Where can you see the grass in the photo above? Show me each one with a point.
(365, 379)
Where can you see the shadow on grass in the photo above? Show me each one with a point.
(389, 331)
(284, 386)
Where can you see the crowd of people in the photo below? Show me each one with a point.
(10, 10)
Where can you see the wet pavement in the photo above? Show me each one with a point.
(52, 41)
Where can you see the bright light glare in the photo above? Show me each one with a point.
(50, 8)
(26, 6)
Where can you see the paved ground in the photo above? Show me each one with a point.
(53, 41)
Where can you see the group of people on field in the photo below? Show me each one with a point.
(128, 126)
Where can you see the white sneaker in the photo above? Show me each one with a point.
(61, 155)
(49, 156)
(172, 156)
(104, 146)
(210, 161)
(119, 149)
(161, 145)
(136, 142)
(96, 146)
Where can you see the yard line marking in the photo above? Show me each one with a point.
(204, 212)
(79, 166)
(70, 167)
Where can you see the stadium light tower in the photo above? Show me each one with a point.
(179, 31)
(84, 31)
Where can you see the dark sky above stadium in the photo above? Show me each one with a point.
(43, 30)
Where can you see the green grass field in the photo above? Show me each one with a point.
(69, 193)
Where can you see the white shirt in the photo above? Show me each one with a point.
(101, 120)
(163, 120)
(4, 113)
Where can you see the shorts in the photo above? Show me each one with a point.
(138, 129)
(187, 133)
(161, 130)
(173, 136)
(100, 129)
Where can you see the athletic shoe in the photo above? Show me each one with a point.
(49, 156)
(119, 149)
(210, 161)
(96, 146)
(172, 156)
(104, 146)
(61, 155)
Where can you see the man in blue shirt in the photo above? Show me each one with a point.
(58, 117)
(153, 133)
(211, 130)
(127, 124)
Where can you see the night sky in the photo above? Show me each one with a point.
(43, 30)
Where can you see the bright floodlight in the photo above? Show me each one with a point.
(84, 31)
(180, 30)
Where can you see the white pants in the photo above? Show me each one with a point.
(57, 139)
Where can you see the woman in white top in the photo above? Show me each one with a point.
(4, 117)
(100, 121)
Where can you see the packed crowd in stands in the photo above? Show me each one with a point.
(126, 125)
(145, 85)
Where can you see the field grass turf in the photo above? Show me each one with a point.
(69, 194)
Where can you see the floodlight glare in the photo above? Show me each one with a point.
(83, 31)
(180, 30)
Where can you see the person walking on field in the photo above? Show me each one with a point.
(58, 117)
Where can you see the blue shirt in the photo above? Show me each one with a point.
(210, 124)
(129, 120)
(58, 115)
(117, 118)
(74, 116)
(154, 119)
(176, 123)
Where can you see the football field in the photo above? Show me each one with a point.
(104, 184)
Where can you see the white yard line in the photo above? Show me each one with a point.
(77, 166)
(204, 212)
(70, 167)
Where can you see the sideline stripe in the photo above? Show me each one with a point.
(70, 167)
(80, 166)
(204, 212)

_THE PROBLEM_:
Give every entry again in full, precisely as written above.

_FINISHED EXERCISE_:
Where can you see the grass in the photo above? Show me each one with a point.
(365, 379)
Where can you see the shadow on grass in the photo above? Show me each one with a point.
(389, 331)
(284, 386)
Where can you see the crowd of people in the photo below? Show me each one with a point.
(10, 10)
Where can you see the wet pavement in the photo above? Show me each one with a point.
(52, 41)
Where can you see the bright light glare in the photo above? Show me each one with a point.
(50, 8)
(26, 6)
Where can you see the paved ground in the photo above? Show me each one with a point.
(53, 41)
Where can you see the group of people on field in the photo below? Show me each one with a point.
(128, 126)
Where can you see the white sneaker in the photo above? Show me each one with a point.
(61, 155)
(49, 156)
(172, 156)
(104, 146)
(210, 161)
(119, 149)
(161, 145)
(136, 142)
(96, 146)
Where can you see the yard line marking in the photo above? Show me each one with a point.
(204, 212)
(79, 166)
(70, 167)
Where can you see the stadium light tower in the photo above? Show me each one with a point.
(179, 31)
(84, 31)
Where can you see the dark sky above stadium in the photo above? Show me each one with a point.
(43, 30)
Where can you see the green grass field in the photo above? Show me each one with a point.
(69, 193)
Where can you see the white shirt in the photo above? Show me each one with a point.
(101, 120)
(163, 120)
(4, 113)
Where can you see the shorts in the photo above? Show me each one with a point.
(138, 129)
(187, 133)
(161, 130)
(173, 136)
(100, 129)
Where can you see the athletic shoe in the photo above? Show me each one with a point.
(49, 156)
(119, 149)
(210, 161)
(96, 146)
(172, 156)
(104, 146)
(61, 155)
Where can you see the man in blue shirt in the photo above? Show me each one with a point.
(58, 117)
(153, 133)
(211, 130)
(127, 124)
Where can you see the night sky in the photo above? Show me each one with a point.
(43, 30)
Where can you see the bright floodlight in the photo above? Show me each one with a point.
(84, 31)
(180, 30)
Where can you see the white pants in the photo above? Show me each one with a point.
(57, 139)
Where can you see the woman in white top in the photo above? Show me each one with a point.
(4, 117)
(100, 121)
Where can you see the packed crowd in stands in the photo above? Show me each one with a point.
(126, 125)
(145, 85)
Where can you see the field grass turf in the photo above? Show me each one with a point.
(69, 194)
Where can you see the floodlight glare in the photo above? Show me each one with a point.
(83, 31)
(180, 30)
Where can you see the person walking on field in the photo above? Show me each one with a point.
(58, 117)
Where can you see the blue shirt in the photo above? Show me each one with a point.
(210, 124)
(129, 120)
(58, 115)
(117, 118)
(74, 116)
(154, 119)
(176, 123)
Where can you see the football field in the photo above? Show me each one with a point.
(104, 184)
Where can you see the white yard line in the photo above? Show me each one with a point.
(77, 166)
(204, 212)
(70, 167)
Where can you see the sideline stripe in the photo above? Show me each one with a point.
(70, 167)
(80, 166)
(204, 212)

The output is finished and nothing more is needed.